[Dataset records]

* START *

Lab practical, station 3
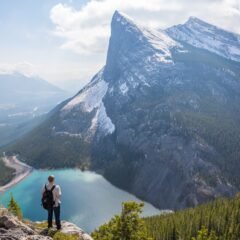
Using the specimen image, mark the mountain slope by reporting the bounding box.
[0,73,68,146]
[5,12,240,208]
[145,196,240,240]
[166,17,240,62]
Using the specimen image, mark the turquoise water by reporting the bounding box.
[1,169,160,232]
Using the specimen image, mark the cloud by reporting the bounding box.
[50,0,240,55]
[0,62,36,77]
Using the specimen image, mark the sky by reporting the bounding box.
[0,0,240,92]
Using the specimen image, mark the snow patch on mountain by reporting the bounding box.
[113,11,181,63]
[119,83,128,95]
[89,102,115,135]
[166,17,240,61]
[62,72,108,112]
[62,70,115,135]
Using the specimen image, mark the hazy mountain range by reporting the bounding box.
[0,73,69,145]
[4,12,240,209]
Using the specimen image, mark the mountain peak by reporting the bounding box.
[104,11,179,81]
[112,10,135,25]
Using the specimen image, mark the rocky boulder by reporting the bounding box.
[0,209,92,240]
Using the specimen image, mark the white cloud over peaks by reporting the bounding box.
[0,62,36,77]
[50,0,240,54]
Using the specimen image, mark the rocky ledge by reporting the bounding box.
[0,208,93,240]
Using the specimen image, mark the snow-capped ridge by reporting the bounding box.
[112,10,180,52]
[166,17,240,62]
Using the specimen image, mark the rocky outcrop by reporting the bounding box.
[0,208,92,240]
[6,12,240,209]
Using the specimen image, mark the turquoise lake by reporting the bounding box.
[0,169,160,232]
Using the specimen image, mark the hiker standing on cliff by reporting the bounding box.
[42,175,62,230]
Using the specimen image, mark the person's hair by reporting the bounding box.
[48,175,55,183]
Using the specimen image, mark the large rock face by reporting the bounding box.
[8,12,240,208]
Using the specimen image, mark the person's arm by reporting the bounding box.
[41,185,45,196]
[56,185,62,199]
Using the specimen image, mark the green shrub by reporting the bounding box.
[8,194,22,219]
[53,232,79,240]
[92,202,151,240]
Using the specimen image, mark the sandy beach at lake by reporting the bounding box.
[0,156,33,192]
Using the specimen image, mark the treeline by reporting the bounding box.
[0,156,14,186]
[144,195,240,240]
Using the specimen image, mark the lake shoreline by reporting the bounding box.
[0,156,33,193]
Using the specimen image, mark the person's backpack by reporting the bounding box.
[42,185,55,210]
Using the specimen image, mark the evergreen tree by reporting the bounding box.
[92,202,151,240]
[8,194,22,219]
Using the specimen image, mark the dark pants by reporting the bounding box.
[48,205,61,229]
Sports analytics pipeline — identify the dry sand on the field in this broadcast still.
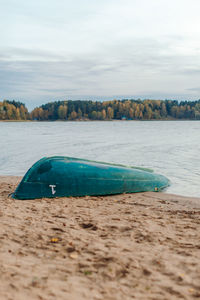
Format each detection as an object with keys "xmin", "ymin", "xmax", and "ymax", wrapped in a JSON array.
[{"xmin": 0, "ymin": 177, "xmax": 200, "ymax": 300}]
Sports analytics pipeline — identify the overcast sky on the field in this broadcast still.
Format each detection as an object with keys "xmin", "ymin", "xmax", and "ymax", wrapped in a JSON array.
[{"xmin": 0, "ymin": 0, "xmax": 200, "ymax": 108}]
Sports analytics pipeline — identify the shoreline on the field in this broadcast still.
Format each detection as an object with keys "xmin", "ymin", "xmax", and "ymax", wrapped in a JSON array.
[{"xmin": 0, "ymin": 176, "xmax": 200, "ymax": 300}]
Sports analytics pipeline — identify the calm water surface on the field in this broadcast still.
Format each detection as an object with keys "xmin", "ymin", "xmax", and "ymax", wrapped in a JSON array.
[{"xmin": 0, "ymin": 121, "xmax": 200, "ymax": 197}]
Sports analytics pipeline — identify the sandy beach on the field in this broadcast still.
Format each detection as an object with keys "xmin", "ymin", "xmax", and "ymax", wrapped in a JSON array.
[{"xmin": 0, "ymin": 176, "xmax": 200, "ymax": 300}]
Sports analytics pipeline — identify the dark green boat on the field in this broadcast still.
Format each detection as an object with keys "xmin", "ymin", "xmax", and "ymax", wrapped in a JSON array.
[{"xmin": 13, "ymin": 156, "xmax": 169, "ymax": 199}]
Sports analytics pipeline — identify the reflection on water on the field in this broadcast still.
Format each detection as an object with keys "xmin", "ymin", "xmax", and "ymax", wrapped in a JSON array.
[{"xmin": 0, "ymin": 121, "xmax": 200, "ymax": 197}]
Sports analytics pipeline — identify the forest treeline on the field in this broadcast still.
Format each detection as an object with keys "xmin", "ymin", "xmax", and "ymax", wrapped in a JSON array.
[{"xmin": 0, "ymin": 100, "xmax": 200, "ymax": 121}]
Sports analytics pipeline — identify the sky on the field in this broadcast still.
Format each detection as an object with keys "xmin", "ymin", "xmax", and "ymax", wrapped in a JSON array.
[{"xmin": 0, "ymin": 0, "xmax": 200, "ymax": 109}]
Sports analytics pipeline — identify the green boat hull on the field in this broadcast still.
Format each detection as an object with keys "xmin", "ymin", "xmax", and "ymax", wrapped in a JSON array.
[{"xmin": 13, "ymin": 156, "xmax": 169, "ymax": 199}]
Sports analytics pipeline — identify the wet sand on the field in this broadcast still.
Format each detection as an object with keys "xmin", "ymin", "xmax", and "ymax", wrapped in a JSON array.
[{"xmin": 0, "ymin": 176, "xmax": 200, "ymax": 300}]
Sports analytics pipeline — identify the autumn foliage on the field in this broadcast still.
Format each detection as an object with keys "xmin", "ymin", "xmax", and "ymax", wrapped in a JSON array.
[{"xmin": 0, "ymin": 99, "xmax": 200, "ymax": 121}]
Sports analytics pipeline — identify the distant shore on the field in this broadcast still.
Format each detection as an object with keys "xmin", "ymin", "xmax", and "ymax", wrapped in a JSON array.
[{"xmin": 0, "ymin": 176, "xmax": 200, "ymax": 300}]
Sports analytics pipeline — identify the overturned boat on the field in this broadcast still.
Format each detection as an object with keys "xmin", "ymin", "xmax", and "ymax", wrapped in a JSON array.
[{"xmin": 13, "ymin": 156, "xmax": 169, "ymax": 199}]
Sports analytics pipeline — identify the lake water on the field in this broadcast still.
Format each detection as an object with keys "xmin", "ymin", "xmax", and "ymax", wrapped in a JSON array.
[{"xmin": 0, "ymin": 121, "xmax": 200, "ymax": 197}]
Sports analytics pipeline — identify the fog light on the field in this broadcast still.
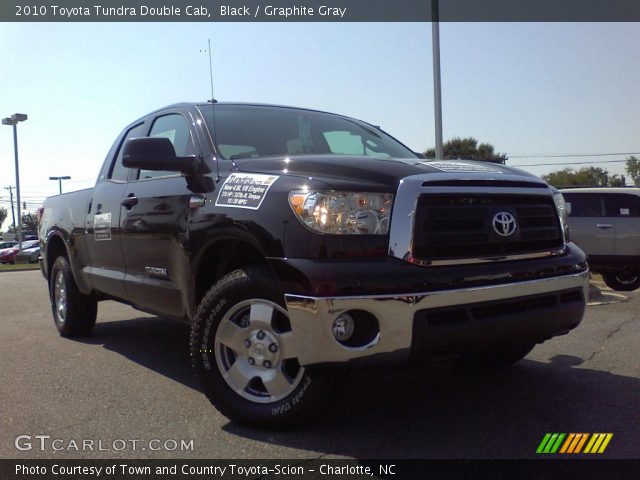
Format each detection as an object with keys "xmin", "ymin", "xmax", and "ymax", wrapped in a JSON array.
[{"xmin": 331, "ymin": 313, "xmax": 356, "ymax": 342}]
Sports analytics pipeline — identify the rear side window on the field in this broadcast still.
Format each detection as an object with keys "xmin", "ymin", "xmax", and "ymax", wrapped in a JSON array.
[
  {"xmin": 604, "ymin": 193, "xmax": 640, "ymax": 217},
  {"xmin": 138, "ymin": 113, "xmax": 193, "ymax": 179},
  {"xmin": 563, "ymin": 193, "xmax": 603, "ymax": 217},
  {"xmin": 109, "ymin": 123, "xmax": 144, "ymax": 182}
]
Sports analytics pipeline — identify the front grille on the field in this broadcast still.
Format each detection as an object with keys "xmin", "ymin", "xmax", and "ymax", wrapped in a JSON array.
[
  {"xmin": 413, "ymin": 194, "xmax": 563, "ymax": 261},
  {"xmin": 412, "ymin": 288, "xmax": 585, "ymax": 360}
]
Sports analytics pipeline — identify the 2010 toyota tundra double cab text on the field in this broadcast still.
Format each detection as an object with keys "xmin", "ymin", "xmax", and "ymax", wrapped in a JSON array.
[{"xmin": 39, "ymin": 103, "xmax": 588, "ymax": 428}]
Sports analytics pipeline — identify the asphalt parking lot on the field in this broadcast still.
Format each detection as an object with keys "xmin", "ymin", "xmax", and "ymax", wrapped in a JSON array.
[{"xmin": 0, "ymin": 271, "xmax": 640, "ymax": 459}]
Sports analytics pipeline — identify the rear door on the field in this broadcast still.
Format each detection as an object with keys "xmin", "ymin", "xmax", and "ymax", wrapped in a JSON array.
[
  {"xmin": 85, "ymin": 122, "xmax": 144, "ymax": 299},
  {"xmin": 122, "ymin": 110, "xmax": 201, "ymax": 318},
  {"xmin": 563, "ymin": 192, "xmax": 616, "ymax": 257},
  {"xmin": 605, "ymin": 193, "xmax": 640, "ymax": 257}
]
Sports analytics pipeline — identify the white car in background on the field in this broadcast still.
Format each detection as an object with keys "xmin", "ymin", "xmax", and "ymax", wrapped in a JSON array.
[{"xmin": 560, "ymin": 187, "xmax": 640, "ymax": 291}]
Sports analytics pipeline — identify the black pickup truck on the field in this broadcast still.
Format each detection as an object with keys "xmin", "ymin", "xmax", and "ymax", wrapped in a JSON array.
[{"xmin": 39, "ymin": 103, "xmax": 588, "ymax": 428}]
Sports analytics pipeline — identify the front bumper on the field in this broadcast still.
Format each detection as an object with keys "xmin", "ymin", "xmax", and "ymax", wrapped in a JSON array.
[{"xmin": 285, "ymin": 270, "xmax": 589, "ymax": 365}]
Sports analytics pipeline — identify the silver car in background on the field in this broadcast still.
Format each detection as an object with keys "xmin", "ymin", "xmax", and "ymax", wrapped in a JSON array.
[{"xmin": 560, "ymin": 187, "xmax": 640, "ymax": 291}]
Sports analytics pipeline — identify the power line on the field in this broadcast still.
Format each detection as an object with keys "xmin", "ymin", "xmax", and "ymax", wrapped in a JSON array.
[
  {"xmin": 511, "ymin": 160, "xmax": 627, "ymax": 167},
  {"xmin": 505, "ymin": 152, "xmax": 640, "ymax": 159}
]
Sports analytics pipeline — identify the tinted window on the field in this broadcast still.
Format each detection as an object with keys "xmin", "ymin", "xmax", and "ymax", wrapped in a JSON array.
[
  {"xmin": 109, "ymin": 123, "xmax": 143, "ymax": 182},
  {"xmin": 604, "ymin": 193, "xmax": 640, "ymax": 217},
  {"xmin": 138, "ymin": 114, "xmax": 193, "ymax": 179},
  {"xmin": 562, "ymin": 193, "xmax": 603, "ymax": 217},
  {"xmin": 200, "ymin": 105, "xmax": 416, "ymax": 160}
]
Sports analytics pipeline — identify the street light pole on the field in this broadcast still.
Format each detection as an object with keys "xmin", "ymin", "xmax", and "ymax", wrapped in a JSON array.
[
  {"xmin": 431, "ymin": 0, "xmax": 444, "ymax": 160},
  {"xmin": 2, "ymin": 113, "xmax": 27, "ymax": 255},
  {"xmin": 49, "ymin": 175, "xmax": 71, "ymax": 195},
  {"xmin": 4, "ymin": 185, "xmax": 16, "ymax": 232}
]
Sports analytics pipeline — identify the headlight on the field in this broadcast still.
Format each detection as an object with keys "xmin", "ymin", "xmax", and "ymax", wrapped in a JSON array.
[
  {"xmin": 289, "ymin": 190, "xmax": 393, "ymax": 235},
  {"xmin": 553, "ymin": 192, "xmax": 568, "ymax": 237}
]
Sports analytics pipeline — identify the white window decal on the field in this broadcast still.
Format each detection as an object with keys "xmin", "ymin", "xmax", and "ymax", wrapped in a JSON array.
[{"xmin": 216, "ymin": 173, "xmax": 279, "ymax": 210}]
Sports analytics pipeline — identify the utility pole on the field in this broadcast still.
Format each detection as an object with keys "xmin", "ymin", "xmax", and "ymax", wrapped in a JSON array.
[
  {"xmin": 49, "ymin": 175, "xmax": 71, "ymax": 195},
  {"xmin": 431, "ymin": 0, "xmax": 444, "ymax": 160},
  {"xmin": 4, "ymin": 185, "xmax": 16, "ymax": 233},
  {"xmin": 2, "ymin": 113, "xmax": 27, "ymax": 255}
]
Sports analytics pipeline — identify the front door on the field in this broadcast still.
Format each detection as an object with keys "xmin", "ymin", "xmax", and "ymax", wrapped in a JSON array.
[{"xmin": 122, "ymin": 111, "xmax": 200, "ymax": 318}]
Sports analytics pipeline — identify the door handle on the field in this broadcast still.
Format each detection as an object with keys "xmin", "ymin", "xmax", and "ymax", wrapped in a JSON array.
[{"xmin": 121, "ymin": 193, "xmax": 138, "ymax": 210}]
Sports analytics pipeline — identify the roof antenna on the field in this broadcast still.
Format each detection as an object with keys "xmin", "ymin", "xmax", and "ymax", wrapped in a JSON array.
[
  {"xmin": 201, "ymin": 38, "xmax": 221, "ymax": 182},
  {"xmin": 207, "ymin": 38, "xmax": 218, "ymax": 103}
]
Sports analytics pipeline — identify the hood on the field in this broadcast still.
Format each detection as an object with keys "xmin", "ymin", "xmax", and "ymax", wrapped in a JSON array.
[{"xmin": 234, "ymin": 155, "xmax": 545, "ymax": 192}]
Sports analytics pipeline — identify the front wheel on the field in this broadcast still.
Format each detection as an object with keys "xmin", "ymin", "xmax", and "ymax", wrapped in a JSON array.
[
  {"xmin": 191, "ymin": 268, "xmax": 327, "ymax": 429},
  {"xmin": 602, "ymin": 272, "xmax": 640, "ymax": 292},
  {"xmin": 49, "ymin": 257, "xmax": 98, "ymax": 337}
]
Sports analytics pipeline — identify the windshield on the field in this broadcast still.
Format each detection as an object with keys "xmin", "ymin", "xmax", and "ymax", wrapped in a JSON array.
[{"xmin": 200, "ymin": 105, "xmax": 417, "ymax": 160}]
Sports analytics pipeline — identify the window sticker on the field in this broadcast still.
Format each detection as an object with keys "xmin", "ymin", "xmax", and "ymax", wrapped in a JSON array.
[
  {"xmin": 420, "ymin": 162, "xmax": 502, "ymax": 173},
  {"xmin": 93, "ymin": 212, "xmax": 111, "ymax": 242},
  {"xmin": 216, "ymin": 173, "xmax": 280, "ymax": 210}
]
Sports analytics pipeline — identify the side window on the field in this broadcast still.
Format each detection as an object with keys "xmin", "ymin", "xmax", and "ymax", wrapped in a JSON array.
[
  {"xmin": 605, "ymin": 193, "xmax": 640, "ymax": 217},
  {"xmin": 109, "ymin": 123, "xmax": 143, "ymax": 182},
  {"xmin": 564, "ymin": 193, "xmax": 603, "ymax": 217},
  {"xmin": 138, "ymin": 113, "xmax": 194, "ymax": 179}
]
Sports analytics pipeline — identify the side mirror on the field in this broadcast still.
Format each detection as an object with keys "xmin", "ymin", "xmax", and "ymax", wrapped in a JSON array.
[{"xmin": 122, "ymin": 137, "xmax": 200, "ymax": 175}]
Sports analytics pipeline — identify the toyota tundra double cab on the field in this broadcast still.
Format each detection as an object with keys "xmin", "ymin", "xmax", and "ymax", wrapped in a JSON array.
[{"xmin": 39, "ymin": 103, "xmax": 588, "ymax": 428}]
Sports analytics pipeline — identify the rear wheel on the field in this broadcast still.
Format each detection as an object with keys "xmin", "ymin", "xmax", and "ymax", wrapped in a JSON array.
[
  {"xmin": 191, "ymin": 268, "xmax": 327, "ymax": 429},
  {"xmin": 49, "ymin": 257, "xmax": 98, "ymax": 337},
  {"xmin": 602, "ymin": 272, "xmax": 640, "ymax": 292}
]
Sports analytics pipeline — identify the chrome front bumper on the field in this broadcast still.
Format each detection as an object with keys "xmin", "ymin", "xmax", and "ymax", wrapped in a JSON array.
[{"xmin": 285, "ymin": 271, "xmax": 589, "ymax": 365}]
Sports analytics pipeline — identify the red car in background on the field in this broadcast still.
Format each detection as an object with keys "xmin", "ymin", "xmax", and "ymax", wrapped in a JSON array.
[{"xmin": 0, "ymin": 240, "xmax": 39, "ymax": 263}]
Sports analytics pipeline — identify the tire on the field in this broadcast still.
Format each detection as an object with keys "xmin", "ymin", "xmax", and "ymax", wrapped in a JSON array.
[
  {"xmin": 191, "ymin": 268, "xmax": 330, "ymax": 430},
  {"xmin": 462, "ymin": 343, "xmax": 536, "ymax": 368},
  {"xmin": 49, "ymin": 257, "xmax": 98, "ymax": 337},
  {"xmin": 602, "ymin": 272, "xmax": 640, "ymax": 292}
]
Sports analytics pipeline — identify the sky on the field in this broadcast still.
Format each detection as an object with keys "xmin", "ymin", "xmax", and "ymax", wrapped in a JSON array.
[{"xmin": 0, "ymin": 23, "xmax": 640, "ymax": 228}]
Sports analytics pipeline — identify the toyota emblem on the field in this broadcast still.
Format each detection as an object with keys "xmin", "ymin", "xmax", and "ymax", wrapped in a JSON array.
[{"xmin": 491, "ymin": 212, "xmax": 516, "ymax": 237}]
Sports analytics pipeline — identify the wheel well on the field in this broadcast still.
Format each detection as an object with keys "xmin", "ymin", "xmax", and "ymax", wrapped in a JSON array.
[
  {"xmin": 195, "ymin": 239, "xmax": 268, "ymax": 305},
  {"xmin": 47, "ymin": 235, "xmax": 69, "ymax": 275}
]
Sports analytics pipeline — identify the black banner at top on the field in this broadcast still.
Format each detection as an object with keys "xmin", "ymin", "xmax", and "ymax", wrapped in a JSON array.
[{"xmin": 0, "ymin": 0, "xmax": 640, "ymax": 22}]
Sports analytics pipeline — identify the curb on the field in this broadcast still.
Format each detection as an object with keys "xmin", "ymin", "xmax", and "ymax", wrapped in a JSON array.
[{"xmin": 0, "ymin": 266, "xmax": 40, "ymax": 274}]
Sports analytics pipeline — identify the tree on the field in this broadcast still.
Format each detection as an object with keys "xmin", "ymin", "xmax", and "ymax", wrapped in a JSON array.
[
  {"xmin": 424, "ymin": 137, "xmax": 507, "ymax": 165},
  {"xmin": 542, "ymin": 167, "xmax": 625, "ymax": 188},
  {"xmin": 0, "ymin": 207, "xmax": 8, "ymax": 230},
  {"xmin": 624, "ymin": 155, "xmax": 640, "ymax": 187},
  {"xmin": 7, "ymin": 212, "xmax": 38, "ymax": 234}
]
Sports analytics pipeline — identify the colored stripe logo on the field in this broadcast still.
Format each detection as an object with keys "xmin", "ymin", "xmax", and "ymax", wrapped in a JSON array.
[{"xmin": 536, "ymin": 433, "xmax": 613, "ymax": 454}]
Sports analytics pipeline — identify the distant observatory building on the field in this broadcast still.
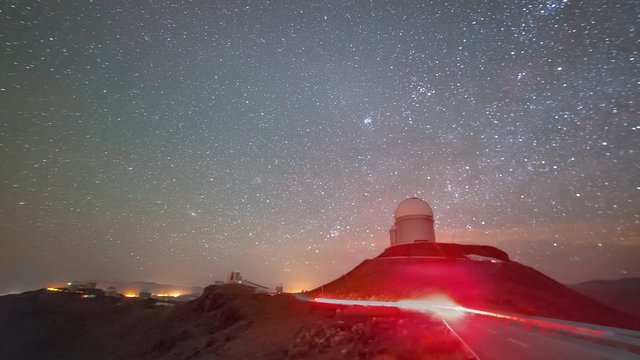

* END *

DO THIS: Return everything in the listing from its very beginning down to the line containing "[1,169,160,232]", both ends included, reproduced without any change. Leave the pictures out of your answer.

WORKED SOLUTION:
Lab practical, station 3
Using the specimen image, mark the mountain slope by reporting the bounding box.
[0,73,68,146]
[5,12,240,208]
[145,196,240,240]
[166,17,240,62]
Using the specimen image, mark the turquoise water by reporting the bounding box.
[1,169,160,232]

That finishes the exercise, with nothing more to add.